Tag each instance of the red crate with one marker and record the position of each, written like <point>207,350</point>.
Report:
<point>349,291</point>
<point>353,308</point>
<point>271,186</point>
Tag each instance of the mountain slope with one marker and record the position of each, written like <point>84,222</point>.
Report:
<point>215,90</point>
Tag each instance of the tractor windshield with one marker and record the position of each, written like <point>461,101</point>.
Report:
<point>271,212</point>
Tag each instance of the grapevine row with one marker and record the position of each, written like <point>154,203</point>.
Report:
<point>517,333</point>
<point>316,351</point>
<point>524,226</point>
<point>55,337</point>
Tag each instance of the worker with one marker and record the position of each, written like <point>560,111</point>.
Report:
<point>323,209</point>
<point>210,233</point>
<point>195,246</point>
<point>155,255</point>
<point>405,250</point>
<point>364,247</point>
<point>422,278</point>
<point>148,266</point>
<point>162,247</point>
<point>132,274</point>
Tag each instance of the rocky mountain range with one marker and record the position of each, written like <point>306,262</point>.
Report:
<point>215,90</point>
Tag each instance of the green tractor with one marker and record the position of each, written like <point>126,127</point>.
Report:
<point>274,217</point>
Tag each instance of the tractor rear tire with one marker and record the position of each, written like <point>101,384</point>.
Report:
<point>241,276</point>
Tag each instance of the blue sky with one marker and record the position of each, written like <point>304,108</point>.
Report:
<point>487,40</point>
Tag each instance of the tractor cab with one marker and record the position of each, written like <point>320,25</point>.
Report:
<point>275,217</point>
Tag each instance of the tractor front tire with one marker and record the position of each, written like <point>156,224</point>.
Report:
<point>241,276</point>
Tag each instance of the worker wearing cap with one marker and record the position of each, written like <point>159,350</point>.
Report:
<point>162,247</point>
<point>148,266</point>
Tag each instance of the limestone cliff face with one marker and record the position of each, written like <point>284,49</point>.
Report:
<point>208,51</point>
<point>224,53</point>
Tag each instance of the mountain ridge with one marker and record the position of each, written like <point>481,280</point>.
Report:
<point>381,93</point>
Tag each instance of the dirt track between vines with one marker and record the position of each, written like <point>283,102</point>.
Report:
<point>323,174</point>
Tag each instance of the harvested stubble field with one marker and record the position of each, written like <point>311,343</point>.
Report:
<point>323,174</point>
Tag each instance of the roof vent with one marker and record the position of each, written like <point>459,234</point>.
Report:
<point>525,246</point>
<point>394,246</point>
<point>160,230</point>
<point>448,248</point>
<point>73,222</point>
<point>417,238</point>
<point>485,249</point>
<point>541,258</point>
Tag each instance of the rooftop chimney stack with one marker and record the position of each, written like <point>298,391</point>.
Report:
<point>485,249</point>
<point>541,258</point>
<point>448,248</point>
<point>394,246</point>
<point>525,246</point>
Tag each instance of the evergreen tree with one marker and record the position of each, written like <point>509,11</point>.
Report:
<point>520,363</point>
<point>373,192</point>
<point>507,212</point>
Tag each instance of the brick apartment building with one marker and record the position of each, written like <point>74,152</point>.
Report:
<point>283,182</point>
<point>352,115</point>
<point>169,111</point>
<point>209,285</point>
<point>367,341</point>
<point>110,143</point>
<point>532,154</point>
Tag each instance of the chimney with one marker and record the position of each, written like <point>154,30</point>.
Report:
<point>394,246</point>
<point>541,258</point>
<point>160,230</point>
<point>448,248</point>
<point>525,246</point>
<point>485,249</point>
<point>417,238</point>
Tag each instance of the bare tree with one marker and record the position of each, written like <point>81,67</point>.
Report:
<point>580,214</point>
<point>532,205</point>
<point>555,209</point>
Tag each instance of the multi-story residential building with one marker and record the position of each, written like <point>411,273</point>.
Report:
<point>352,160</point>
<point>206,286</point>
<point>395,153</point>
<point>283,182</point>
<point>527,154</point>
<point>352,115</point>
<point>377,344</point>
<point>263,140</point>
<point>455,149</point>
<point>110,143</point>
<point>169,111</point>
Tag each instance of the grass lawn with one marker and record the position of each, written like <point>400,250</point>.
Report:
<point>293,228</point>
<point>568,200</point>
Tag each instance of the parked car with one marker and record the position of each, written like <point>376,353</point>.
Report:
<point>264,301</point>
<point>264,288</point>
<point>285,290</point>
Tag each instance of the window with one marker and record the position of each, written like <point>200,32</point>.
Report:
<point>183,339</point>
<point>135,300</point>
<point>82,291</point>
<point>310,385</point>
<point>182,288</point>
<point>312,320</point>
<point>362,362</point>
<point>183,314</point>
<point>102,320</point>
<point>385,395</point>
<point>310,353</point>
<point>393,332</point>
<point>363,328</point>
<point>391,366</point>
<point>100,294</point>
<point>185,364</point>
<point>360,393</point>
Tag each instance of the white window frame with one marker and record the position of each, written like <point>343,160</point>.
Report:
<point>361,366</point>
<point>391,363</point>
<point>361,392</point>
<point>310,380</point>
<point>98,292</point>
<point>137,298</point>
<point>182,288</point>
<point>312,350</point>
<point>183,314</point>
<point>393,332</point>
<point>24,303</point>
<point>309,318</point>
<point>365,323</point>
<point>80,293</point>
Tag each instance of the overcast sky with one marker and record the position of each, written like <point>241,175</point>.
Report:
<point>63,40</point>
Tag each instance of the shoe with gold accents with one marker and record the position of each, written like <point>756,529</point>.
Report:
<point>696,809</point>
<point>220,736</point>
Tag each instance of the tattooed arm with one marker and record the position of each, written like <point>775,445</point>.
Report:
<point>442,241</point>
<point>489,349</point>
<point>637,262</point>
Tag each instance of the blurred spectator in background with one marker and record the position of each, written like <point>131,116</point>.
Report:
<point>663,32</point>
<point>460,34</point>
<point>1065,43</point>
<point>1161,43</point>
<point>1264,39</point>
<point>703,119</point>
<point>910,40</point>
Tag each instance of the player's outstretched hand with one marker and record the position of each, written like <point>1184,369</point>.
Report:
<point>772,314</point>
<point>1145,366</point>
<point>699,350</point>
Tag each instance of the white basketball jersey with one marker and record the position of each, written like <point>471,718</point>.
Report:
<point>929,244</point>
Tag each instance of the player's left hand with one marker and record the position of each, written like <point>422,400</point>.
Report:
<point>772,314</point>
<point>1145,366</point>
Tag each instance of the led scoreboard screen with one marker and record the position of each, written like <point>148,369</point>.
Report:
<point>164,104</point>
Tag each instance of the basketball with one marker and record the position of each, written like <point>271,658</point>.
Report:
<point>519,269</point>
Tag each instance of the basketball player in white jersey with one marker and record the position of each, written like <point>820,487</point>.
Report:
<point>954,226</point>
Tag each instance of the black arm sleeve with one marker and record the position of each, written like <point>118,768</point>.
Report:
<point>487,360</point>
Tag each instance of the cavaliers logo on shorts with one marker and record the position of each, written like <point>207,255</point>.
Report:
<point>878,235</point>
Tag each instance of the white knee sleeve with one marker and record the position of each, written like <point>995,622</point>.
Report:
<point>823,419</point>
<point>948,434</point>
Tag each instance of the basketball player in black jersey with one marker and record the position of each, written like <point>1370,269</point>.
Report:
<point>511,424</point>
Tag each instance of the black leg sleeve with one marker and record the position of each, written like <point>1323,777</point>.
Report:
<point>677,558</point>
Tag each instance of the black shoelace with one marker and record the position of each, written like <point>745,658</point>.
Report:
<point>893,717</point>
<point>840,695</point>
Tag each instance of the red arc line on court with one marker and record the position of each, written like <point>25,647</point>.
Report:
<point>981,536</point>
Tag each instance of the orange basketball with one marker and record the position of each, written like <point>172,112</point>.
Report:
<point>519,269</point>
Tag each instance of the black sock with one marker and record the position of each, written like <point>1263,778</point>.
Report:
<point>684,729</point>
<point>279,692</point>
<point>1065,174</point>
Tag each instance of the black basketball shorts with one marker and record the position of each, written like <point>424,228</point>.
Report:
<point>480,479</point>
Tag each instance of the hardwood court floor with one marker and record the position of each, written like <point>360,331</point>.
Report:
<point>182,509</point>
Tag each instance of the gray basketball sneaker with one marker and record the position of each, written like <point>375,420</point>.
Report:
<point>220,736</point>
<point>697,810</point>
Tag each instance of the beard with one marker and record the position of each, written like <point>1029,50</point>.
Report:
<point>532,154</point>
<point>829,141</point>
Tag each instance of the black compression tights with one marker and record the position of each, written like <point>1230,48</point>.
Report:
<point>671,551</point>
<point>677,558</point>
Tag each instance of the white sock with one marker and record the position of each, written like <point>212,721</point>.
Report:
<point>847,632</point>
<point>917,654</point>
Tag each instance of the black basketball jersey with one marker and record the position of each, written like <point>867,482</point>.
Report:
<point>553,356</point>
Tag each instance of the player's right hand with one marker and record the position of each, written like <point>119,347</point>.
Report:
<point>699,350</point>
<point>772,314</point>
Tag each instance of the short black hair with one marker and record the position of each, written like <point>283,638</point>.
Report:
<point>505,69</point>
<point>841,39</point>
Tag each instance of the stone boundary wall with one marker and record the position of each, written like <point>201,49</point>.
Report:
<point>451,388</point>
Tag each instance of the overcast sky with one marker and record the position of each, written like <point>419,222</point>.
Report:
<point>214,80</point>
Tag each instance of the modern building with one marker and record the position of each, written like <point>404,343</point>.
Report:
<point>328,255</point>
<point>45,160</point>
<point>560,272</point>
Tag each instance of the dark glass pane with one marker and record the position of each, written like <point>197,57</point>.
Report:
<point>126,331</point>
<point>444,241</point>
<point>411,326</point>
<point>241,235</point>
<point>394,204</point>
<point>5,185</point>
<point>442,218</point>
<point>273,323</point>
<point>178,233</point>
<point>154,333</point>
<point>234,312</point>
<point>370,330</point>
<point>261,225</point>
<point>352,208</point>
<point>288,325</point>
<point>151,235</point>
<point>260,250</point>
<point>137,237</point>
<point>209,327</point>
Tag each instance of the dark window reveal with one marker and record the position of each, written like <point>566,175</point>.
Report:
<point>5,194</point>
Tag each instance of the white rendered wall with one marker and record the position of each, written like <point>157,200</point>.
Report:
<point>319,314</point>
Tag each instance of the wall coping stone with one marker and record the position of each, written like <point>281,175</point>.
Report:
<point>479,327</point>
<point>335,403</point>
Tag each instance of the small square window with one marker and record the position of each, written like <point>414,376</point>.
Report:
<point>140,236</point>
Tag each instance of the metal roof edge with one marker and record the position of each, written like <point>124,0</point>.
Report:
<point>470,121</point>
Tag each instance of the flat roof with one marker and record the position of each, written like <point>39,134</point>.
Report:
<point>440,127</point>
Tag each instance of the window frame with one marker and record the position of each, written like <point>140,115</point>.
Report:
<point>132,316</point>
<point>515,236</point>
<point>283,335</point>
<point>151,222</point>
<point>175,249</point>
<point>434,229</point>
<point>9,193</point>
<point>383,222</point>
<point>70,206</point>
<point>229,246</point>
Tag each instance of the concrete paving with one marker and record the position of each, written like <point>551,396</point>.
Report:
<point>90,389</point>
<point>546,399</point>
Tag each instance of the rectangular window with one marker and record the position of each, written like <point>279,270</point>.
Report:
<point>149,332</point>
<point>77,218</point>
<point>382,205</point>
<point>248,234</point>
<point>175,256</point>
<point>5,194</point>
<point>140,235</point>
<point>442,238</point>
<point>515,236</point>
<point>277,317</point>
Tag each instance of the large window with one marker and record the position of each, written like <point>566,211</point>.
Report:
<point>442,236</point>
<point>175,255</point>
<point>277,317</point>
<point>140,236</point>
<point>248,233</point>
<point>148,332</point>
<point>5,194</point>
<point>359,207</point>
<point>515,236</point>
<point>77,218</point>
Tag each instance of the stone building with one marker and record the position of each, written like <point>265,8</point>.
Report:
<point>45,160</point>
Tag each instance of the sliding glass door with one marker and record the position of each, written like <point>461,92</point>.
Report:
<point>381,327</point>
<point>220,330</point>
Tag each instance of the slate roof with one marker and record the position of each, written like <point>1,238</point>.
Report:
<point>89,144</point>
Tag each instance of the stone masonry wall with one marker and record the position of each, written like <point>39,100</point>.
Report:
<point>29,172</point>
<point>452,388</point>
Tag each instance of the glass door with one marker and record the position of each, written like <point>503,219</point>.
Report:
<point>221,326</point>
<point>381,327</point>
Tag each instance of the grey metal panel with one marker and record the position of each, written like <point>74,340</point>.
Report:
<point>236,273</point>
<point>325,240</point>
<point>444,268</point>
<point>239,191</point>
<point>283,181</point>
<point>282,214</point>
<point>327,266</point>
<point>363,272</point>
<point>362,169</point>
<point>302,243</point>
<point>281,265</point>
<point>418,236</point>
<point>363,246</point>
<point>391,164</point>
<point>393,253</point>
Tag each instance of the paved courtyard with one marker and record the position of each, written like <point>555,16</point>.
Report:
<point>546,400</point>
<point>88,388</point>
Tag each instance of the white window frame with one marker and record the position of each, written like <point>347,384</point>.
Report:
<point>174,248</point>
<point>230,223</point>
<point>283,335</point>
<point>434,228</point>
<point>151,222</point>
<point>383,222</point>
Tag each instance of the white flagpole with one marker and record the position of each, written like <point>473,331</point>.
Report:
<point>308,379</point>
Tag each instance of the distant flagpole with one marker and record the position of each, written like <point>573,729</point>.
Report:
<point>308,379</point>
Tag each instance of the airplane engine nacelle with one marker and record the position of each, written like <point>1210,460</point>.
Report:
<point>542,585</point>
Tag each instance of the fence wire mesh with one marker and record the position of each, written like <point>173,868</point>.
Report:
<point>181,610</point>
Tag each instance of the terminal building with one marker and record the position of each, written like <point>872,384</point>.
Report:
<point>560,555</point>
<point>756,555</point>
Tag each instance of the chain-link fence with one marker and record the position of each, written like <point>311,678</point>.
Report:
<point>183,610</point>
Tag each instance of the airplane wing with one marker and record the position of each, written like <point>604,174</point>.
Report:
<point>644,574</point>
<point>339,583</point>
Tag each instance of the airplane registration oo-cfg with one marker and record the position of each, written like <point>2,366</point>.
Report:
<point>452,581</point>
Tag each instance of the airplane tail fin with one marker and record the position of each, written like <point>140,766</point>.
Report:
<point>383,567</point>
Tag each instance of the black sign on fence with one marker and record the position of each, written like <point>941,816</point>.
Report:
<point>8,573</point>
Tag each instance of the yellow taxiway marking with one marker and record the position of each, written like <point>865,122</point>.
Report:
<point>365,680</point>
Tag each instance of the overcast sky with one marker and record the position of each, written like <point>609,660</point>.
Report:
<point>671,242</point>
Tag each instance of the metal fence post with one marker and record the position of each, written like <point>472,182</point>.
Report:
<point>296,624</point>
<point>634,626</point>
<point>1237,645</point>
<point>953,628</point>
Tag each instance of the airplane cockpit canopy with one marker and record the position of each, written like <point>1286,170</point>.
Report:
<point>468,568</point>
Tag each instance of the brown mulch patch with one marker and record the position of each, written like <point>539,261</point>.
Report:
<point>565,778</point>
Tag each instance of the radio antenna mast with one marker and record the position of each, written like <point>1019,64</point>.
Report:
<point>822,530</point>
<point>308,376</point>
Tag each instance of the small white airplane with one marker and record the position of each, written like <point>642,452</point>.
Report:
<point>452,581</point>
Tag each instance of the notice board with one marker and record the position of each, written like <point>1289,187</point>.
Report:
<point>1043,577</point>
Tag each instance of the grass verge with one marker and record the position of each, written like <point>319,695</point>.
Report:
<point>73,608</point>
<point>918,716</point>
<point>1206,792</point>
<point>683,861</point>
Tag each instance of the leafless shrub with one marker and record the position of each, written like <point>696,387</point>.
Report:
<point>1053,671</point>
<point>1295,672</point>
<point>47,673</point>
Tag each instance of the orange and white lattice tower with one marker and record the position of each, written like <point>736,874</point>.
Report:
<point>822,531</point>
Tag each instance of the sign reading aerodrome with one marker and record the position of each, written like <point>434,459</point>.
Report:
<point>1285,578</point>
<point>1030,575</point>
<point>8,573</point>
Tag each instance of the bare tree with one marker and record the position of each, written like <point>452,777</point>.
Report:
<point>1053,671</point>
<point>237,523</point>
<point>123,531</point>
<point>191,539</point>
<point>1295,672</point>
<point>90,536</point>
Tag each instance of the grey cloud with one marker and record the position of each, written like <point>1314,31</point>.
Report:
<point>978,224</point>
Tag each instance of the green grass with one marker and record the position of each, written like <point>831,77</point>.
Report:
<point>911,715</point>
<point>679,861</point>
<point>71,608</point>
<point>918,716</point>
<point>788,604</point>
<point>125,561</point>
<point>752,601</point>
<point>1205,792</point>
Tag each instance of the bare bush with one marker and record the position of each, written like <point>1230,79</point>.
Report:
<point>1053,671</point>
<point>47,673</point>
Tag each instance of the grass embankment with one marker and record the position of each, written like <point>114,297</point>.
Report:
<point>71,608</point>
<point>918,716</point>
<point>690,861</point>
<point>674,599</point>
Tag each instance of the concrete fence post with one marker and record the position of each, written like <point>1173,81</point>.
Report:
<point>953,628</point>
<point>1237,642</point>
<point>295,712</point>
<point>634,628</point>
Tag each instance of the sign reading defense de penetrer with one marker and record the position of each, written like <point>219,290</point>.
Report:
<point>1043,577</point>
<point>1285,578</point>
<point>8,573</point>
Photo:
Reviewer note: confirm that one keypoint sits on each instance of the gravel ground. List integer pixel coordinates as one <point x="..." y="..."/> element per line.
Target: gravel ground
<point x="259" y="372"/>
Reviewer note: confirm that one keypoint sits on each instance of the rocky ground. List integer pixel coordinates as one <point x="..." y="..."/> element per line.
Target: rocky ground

→ **TASK**:
Go through the material and copy each line that contains "overcast".

→ **REPLY**:
Tag each instance of the overcast sky with one marker and record the position of each, written like <point>241,175</point>.
Tag each instance of the overcast sky with one marker and record the position of each, written like <point>419,222</point>.
Tag each instance of the overcast sky with one marker and record the position of each, written like <point>609,660</point>.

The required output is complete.